Sobre el ejercicio =
Escribe cómo sigue el artículo sobre el nutricionismo a partir de su última oración.

Texto proporcionado =

━━━━━━━━━━━━━━━━━━━━

El pasado 1 de junio, en el Foro Salud y Bienestar organizado en Tenerife por la Fundación CajaCanarias, los expertos nutricionistas y divulgadores Juan Revenga y Laura Saavedra se pasaron algo más de una hora repitiendo casi constantemente un consejo universal, a modo de mantra invocatorio: come comida. Al día siguiente, en el mismo ciclo de conferencias, el investigador en nutrigenómica José María Ordovás y el endocrino Luis Morcillo procedieron a algo semejante, destacando a cada paso, a modo de idea-fuerza, que lo que hacemos influye en lo que padecemos, con peso parejo a lo que tengamos predeterminado en nuestra carga genética.
Esto es, cuatro perfiles de profesionales sanitarios diversos —procedentes del laboratorio, de las aulas universitarias, de la clínica hospitalaria y la consulta a pie de calle, de foros de divulgación…— y los cuatro coincidentes en ofrecer a la ciudadanía nada más y nada menos que una pequeña lista de recomendaciones, sencillas, escuetas, concisas: cuidarse, moverse, comer como nuestros abuelos, desconfiar de las publicidades de multitud de productos, desoír cantos de sirena de soluciones instantáneas a nuestros posibles problemas de salud. Diáfano. Pero…

Pero hete aquí que, llegados los respectivos turnos de preguntas de los varios cientos de personas asistentes a ambas conferencias, no pocas de las cuestiones planteadas iban por otros derroteros. Y no es que algún asistente entendido quisiese saber en detalle el último avance científico en algún asunto puntual, no; se preguntaba sobre sustancias concretas que, ingeridas o evitadas, marcasen la diferencia entre la salud y la enfermedad, es decir, se inquiría desde las antípodas del mensaje aglutinador de los expertos. El culmen fue cuando alguien quiso saber qué era eso de “los ácidos grasos de cadena corta”, no fuera, presumo, se le escapase el nuevo bálsamo de Fierabrás.
Me atrevo a diagnosticar el asunto como un efecto secundario del nutricionismo rampante: corriente que entroniza a la parte y relega al todo, que supone que un alimento o un producto alimentario vale lo que vale alguno de sus componentes por sí solo, que ha calado, y de qué manera, en nuestra sociedad, a lomos de una industria que la explota sin cesar y una normativa coja por falta del desarrollo prometido.

━━━━━━━━━━━━━━━━━━━━

Datos para analizar =
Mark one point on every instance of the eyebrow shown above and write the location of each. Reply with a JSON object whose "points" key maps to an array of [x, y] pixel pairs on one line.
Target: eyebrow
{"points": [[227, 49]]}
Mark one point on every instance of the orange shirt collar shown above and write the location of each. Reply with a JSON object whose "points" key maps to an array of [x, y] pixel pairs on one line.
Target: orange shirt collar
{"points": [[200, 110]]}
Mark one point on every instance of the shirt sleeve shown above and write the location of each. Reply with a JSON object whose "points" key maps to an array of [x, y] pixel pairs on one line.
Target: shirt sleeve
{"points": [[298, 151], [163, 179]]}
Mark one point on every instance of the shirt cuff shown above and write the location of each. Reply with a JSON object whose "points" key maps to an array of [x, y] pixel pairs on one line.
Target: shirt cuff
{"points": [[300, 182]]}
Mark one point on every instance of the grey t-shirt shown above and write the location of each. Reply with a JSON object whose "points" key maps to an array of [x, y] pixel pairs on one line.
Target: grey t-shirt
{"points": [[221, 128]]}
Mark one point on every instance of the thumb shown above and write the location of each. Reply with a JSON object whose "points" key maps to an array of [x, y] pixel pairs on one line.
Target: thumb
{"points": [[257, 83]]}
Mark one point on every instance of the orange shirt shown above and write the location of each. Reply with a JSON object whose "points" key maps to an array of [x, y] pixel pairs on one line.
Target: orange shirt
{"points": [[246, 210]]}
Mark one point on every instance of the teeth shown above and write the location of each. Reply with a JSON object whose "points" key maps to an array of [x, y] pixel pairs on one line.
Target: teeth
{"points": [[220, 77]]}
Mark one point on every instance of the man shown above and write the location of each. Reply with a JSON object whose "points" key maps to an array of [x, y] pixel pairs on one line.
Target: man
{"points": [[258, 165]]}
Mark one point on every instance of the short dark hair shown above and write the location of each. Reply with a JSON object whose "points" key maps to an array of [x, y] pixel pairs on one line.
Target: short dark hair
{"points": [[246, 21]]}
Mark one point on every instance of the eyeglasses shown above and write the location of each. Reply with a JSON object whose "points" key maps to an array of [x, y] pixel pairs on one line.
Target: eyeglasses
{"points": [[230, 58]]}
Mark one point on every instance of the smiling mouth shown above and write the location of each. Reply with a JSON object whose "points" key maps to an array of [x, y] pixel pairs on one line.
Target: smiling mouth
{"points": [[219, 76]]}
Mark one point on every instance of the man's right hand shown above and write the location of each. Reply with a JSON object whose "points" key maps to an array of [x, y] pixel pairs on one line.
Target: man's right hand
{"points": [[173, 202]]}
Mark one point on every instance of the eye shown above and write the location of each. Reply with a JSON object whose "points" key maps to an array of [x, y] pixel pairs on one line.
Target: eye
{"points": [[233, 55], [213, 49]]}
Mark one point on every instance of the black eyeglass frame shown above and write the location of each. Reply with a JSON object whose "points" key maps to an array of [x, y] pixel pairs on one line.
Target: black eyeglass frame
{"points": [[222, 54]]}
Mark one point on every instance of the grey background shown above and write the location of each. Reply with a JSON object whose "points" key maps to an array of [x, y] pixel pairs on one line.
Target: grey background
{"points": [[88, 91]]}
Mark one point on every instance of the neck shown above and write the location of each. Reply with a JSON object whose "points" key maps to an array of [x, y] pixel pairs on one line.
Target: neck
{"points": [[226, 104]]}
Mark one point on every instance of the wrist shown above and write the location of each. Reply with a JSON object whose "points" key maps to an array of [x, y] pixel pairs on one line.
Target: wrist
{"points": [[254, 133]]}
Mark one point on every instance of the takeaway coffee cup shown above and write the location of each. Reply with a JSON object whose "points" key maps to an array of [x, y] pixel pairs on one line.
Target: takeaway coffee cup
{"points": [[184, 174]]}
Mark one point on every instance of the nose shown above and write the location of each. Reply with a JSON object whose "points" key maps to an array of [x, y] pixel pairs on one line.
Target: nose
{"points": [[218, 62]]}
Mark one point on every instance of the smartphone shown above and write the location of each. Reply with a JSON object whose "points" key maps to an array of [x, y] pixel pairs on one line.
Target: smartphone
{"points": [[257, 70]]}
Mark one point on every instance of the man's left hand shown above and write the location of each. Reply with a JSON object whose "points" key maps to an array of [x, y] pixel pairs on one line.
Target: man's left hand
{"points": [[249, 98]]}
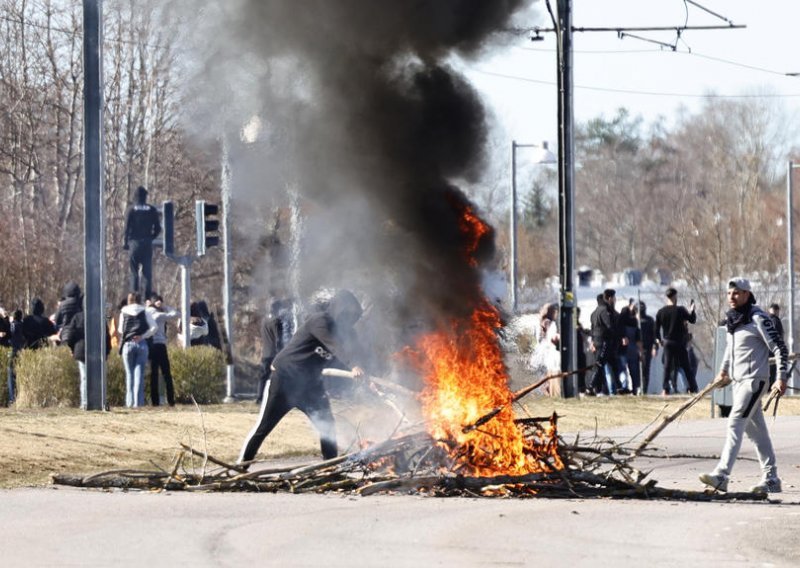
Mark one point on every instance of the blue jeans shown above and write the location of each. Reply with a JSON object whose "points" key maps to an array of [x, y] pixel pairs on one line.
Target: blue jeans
{"points": [[82, 373], [12, 378], [134, 357]]}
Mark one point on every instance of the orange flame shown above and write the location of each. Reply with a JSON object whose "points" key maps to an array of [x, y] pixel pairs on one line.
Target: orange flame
{"points": [[465, 378]]}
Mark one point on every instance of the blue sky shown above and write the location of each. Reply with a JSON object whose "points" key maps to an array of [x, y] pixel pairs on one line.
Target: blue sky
{"points": [[520, 82]]}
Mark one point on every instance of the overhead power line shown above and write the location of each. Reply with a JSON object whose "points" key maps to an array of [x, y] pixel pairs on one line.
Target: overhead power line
{"points": [[637, 92]]}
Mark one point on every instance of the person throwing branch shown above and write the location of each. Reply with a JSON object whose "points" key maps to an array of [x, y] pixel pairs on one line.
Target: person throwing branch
{"points": [[296, 381], [751, 340]]}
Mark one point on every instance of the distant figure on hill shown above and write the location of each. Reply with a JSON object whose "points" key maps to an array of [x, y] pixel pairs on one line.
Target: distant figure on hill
{"points": [[141, 227], [672, 332]]}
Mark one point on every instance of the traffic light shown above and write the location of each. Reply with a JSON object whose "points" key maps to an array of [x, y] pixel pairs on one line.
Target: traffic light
{"points": [[168, 222], [207, 225]]}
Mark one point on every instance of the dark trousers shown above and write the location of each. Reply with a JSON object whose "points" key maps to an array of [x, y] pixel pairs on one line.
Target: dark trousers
{"points": [[646, 360], [676, 357], [632, 358], [605, 354], [288, 391], [159, 360], [266, 371], [141, 254]]}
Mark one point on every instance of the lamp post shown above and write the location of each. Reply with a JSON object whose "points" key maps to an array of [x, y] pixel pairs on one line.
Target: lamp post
{"points": [[542, 156], [789, 254]]}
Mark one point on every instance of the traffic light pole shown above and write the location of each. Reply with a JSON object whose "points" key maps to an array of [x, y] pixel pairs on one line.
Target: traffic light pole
{"points": [[230, 378]]}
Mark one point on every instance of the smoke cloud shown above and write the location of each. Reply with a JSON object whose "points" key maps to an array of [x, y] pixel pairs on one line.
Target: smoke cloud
{"points": [[363, 115]]}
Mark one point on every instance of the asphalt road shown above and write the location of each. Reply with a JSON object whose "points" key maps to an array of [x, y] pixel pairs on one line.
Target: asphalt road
{"points": [[72, 527]]}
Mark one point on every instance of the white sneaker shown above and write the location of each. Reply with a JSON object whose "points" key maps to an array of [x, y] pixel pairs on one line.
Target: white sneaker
{"points": [[715, 481], [768, 485]]}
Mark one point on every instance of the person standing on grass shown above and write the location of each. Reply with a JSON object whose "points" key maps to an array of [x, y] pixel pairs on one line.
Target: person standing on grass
{"points": [[37, 327], [672, 332], [606, 342], [649, 346], [159, 357], [751, 340], [135, 325], [276, 330], [296, 382]]}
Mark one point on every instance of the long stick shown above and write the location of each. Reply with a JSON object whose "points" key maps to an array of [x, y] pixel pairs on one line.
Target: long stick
{"points": [[518, 395], [377, 380], [718, 382]]}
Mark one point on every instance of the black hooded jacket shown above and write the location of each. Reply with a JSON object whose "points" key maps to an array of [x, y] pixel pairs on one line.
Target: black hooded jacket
{"points": [[76, 337], [605, 325], [71, 304], [323, 340], [36, 327], [141, 221]]}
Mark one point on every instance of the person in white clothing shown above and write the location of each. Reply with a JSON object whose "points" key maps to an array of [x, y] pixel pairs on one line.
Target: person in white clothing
{"points": [[752, 339]]}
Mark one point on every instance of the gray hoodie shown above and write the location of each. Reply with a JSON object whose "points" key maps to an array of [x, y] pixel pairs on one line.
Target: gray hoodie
{"points": [[751, 345]]}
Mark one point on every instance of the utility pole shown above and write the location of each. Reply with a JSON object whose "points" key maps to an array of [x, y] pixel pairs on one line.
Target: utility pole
{"points": [[566, 195], [790, 255], [227, 290], [94, 226], [563, 28]]}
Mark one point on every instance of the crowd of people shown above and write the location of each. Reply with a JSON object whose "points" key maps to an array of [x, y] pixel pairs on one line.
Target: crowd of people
{"points": [[138, 332], [618, 348]]}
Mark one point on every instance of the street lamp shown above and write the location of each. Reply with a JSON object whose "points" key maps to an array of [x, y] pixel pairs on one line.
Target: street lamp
{"points": [[789, 253], [542, 155]]}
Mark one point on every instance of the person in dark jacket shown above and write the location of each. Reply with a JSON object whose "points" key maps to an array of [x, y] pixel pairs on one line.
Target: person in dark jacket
{"points": [[649, 347], [296, 382], [74, 335], [203, 328], [17, 343], [276, 330], [629, 326], [671, 333], [36, 327], [775, 316], [580, 350], [71, 303], [606, 341], [159, 355], [141, 227]]}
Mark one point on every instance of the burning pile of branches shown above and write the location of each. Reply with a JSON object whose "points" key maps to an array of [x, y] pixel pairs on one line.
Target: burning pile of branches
{"points": [[416, 463]]}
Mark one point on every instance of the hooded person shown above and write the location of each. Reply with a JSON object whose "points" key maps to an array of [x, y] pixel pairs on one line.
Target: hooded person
{"points": [[71, 303], [750, 343], [36, 327], [141, 227], [326, 339]]}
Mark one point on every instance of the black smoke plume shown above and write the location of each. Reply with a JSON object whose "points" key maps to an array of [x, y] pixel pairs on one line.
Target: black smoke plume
{"points": [[366, 117]]}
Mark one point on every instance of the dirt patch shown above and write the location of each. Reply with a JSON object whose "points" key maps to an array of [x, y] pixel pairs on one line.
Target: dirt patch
{"points": [[36, 443]]}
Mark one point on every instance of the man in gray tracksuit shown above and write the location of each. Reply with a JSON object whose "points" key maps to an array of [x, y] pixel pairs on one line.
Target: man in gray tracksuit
{"points": [[751, 340]]}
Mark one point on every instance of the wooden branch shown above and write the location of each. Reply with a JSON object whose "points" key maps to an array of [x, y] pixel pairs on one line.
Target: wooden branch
{"points": [[212, 459], [387, 384], [518, 395], [667, 420]]}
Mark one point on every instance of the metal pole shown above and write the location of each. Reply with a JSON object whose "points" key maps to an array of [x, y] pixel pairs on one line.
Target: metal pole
{"points": [[790, 257], [512, 229], [566, 192], [186, 294], [94, 226], [230, 379]]}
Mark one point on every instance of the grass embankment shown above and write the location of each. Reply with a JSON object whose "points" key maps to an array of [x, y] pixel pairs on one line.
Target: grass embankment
{"points": [[36, 443]]}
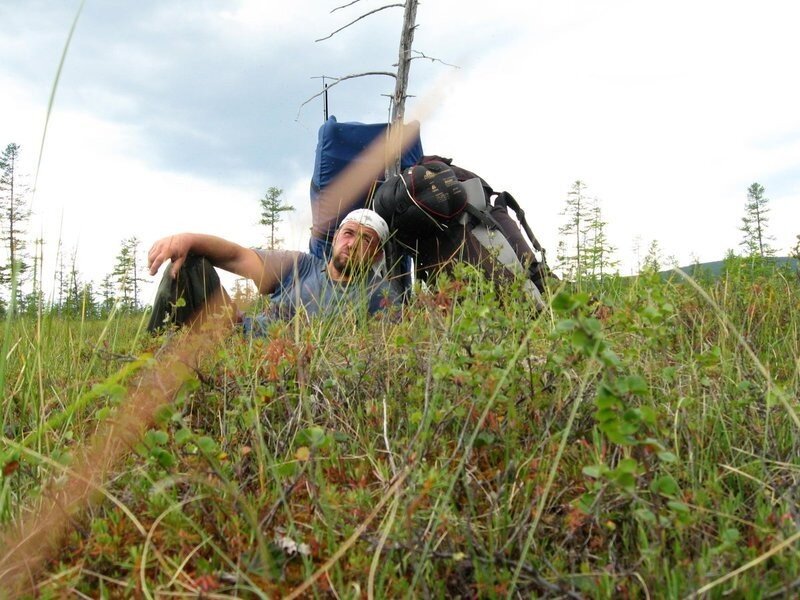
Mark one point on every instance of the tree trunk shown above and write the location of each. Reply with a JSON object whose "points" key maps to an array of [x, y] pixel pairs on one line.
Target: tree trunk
{"points": [[403, 69]]}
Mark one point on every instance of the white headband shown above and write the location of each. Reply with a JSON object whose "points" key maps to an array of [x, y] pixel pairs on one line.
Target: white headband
{"points": [[368, 218]]}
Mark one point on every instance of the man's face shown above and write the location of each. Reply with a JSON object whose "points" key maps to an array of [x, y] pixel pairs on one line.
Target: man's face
{"points": [[355, 249]]}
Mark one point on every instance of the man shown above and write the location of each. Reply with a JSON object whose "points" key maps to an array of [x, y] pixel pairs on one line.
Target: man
{"points": [[294, 280]]}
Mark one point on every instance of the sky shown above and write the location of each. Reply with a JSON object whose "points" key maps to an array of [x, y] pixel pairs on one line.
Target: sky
{"points": [[177, 115]]}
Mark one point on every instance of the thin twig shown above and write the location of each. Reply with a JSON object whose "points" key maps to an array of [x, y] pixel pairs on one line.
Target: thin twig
{"points": [[345, 6], [432, 59], [337, 80], [372, 12]]}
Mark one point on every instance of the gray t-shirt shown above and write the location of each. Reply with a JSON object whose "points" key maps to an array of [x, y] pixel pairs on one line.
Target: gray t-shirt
{"points": [[307, 284]]}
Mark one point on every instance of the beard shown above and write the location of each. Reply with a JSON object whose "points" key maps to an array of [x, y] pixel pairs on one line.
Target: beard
{"points": [[349, 266]]}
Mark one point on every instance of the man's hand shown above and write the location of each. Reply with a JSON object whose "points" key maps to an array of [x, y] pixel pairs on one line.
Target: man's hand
{"points": [[175, 248]]}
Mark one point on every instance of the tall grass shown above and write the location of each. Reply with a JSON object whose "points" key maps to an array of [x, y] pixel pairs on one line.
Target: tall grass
{"points": [[638, 440]]}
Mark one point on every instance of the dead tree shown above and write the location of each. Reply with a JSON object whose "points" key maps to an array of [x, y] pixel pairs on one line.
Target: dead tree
{"points": [[403, 66]]}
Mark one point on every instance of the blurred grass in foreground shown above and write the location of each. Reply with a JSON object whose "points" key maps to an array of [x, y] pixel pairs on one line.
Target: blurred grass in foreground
{"points": [[637, 439]]}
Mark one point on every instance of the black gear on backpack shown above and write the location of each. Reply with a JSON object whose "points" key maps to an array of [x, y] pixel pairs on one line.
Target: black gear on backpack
{"points": [[440, 212]]}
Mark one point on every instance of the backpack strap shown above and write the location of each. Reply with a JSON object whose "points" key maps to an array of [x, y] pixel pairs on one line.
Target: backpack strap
{"points": [[507, 200]]}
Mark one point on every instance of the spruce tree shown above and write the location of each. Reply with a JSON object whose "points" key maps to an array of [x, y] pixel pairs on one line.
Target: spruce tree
{"points": [[14, 216], [572, 253], [754, 223], [598, 250], [272, 207]]}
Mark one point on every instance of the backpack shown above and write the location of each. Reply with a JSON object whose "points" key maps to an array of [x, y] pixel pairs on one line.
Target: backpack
{"points": [[440, 212], [339, 145]]}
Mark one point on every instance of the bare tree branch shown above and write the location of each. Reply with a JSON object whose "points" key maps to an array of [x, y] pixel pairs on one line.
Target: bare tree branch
{"points": [[432, 59], [337, 80], [344, 6], [372, 12]]}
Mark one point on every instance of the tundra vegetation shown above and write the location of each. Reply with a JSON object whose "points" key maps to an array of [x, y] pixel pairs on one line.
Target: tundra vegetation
{"points": [[638, 438]]}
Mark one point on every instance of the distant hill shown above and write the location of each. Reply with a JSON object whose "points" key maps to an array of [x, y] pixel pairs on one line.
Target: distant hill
{"points": [[715, 268]]}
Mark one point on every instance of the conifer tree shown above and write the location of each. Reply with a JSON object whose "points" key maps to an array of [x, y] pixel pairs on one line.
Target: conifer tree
{"points": [[598, 251], [272, 207], [14, 216], [754, 223], [652, 262], [572, 253], [108, 295], [126, 275]]}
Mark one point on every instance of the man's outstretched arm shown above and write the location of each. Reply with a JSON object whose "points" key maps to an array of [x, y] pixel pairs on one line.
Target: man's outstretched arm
{"points": [[224, 254]]}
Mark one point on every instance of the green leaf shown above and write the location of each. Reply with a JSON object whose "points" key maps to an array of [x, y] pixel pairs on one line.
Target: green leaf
{"points": [[156, 437], [593, 471], [164, 458], [312, 436], [287, 469], [635, 384], [626, 480], [164, 414], [678, 506], [645, 514], [563, 302], [182, 436], [207, 445], [667, 457], [665, 485]]}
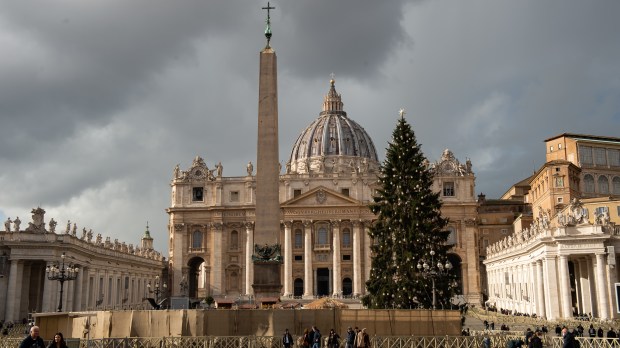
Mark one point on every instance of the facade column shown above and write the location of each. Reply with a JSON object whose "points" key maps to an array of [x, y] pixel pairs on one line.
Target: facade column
{"points": [[367, 254], [337, 278], [249, 267], [601, 287], [551, 283], [14, 291], [565, 298], [217, 281], [288, 259], [308, 282], [357, 261]]}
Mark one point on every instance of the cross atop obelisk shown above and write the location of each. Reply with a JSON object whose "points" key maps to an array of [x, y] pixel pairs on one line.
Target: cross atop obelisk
{"points": [[267, 255]]}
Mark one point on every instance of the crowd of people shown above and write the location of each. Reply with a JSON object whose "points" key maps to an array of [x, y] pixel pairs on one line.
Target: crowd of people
{"points": [[33, 340], [312, 338]]}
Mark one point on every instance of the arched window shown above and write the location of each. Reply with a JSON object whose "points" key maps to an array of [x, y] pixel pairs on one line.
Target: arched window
{"points": [[299, 239], [197, 240], [603, 184], [347, 286], [452, 236], [346, 238], [298, 287], [234, 240], [616, 185], [588, 183]]}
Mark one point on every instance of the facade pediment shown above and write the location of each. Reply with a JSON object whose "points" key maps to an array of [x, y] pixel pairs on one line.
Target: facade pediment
{"points": [[320, 196]]}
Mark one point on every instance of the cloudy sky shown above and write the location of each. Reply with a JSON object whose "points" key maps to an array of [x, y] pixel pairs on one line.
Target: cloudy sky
{"points": [[99, 100]]}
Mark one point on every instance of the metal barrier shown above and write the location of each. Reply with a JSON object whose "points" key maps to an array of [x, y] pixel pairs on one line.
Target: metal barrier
{"points": [[497, 341]]}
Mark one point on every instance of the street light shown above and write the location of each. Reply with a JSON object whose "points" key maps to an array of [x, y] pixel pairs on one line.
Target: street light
{"points": [[157, 290], [62, 274], [433, 271]]}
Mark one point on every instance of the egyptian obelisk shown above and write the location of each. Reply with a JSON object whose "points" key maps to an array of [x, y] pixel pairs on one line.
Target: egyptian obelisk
{"points": [[267, 257]]}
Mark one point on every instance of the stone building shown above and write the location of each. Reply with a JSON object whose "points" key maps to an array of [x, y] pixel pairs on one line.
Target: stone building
{"points": [[325, 188], [108, 274], [564, 262]]}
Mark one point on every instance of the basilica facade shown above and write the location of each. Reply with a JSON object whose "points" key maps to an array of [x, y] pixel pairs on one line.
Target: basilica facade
{"points": [[325, 189]]}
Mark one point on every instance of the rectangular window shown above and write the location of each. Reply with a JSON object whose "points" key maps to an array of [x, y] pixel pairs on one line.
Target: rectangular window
{"points": [[448, 189], [600, 156], [614, 157], [234, 196], [197, 194], [585, 154]]}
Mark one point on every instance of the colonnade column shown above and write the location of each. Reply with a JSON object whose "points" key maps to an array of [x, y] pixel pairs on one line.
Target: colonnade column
{"points": [[249, 251], [565, 298], [288, 259], [357, 261], [14, 291], [601, 287], [337, 279], [308, 259]]}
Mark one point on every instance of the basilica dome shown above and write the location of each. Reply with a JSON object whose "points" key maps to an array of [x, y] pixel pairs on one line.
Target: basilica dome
{"points": [[333, 143]]}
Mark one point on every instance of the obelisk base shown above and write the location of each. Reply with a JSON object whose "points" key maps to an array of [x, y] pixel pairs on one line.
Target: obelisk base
{"points": [[267, 280]]}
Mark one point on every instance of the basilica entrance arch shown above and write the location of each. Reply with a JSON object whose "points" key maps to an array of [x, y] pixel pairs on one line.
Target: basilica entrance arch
{"points": [[195, 264]]}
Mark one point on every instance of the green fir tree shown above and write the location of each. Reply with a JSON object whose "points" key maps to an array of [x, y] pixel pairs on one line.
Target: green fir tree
{"points": [[409, 226]]}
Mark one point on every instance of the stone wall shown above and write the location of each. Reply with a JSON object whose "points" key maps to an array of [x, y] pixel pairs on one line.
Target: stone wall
{"points": [[104, 324]]}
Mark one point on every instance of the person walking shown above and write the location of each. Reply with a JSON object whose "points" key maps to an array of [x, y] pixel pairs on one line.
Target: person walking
{"points": [[316, 338], [287, 339], [58, 341], [333, 340], [33, 340], [350, 339]]}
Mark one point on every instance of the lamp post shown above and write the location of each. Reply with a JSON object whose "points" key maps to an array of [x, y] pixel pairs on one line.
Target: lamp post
{"points": [[156, 289], [433, 271], [62, 274]]}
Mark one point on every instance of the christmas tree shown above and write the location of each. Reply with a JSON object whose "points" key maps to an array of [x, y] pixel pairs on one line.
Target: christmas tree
{"points": [[409, 231]]}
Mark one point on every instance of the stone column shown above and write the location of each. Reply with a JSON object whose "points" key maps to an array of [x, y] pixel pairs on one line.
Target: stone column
{"points": [[216, 259], [337, 278], [249, 250], [14, 291], [288, 259], [367, 254], [357, 260], [565, 298], [308, 283], [601, 287]]}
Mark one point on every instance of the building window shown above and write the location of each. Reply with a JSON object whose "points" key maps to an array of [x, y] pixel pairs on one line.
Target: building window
{"points": [[452, 236], [234, 240], [322, 236], [197, 240], [603, 184], [585, 154], [346, 238], [614, 157], [448, 189], [588, 183], [616, 185], [234, 196], [600, 158], [299, 239], [197, 194]]}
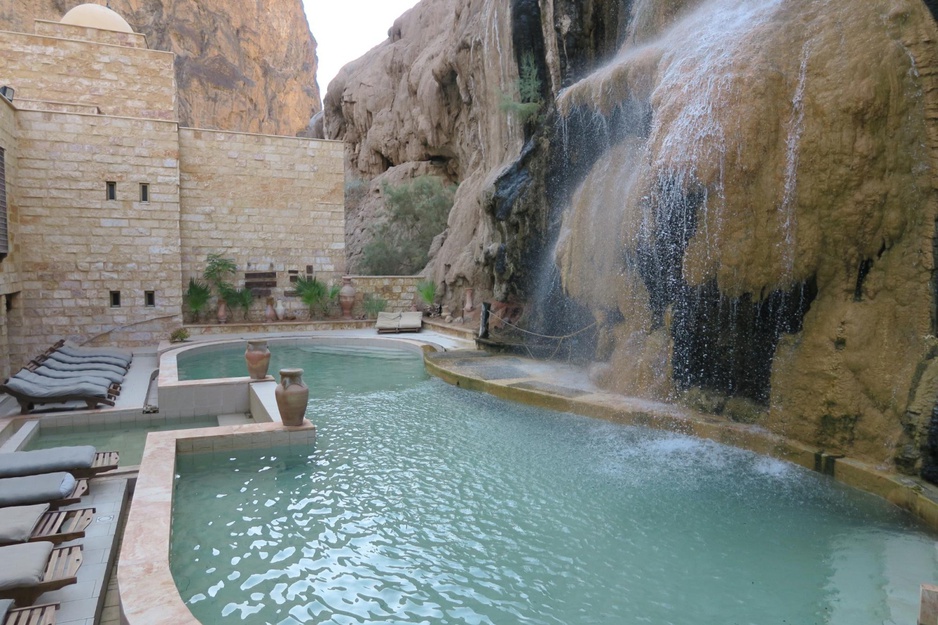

━━━━━━━━━━━━━━━━━━━━

Resultado obtenido =
¿Vale de algo que Juan Revenga demuestre que un humilde huevo cocido tiene más valor y encima es más barato que un preparado cárnico procesado en forma de salchicha que presume en su publicidad televisiva de ser fuente de proteínas y fósforo? Sí, vale de mucho; con el apoyo de voces y entidades comprometidas como las citadas, la herida de nutricionismo que hoy nos duele sin darnos cuenta y nubla nuestra visión será reversible.

En tanto, quedémonos con estos mensajes, en román paladino, en el cual desde antaño nos entendemos con nuestros vecinos:
- “cocina, consume alimentos mudos, sin lista de ingredientes, no comas demasiado” (Juan Revenga)
- “tenemos que considerar la influencia de la industria alimentaria, que entre otras cosas autorregula su propia publicidad” (Laura Saavedra)
- “lo que hicieron nuestros propios padres antes de la concepción, la lactancia materna, el estrés, el cariño, la alimentación, la contaminación… influyen en nuestra salud, son el comodín de nuestro genoma, usándolos bien podemos acabar ganando una baza” (José María Ordovás)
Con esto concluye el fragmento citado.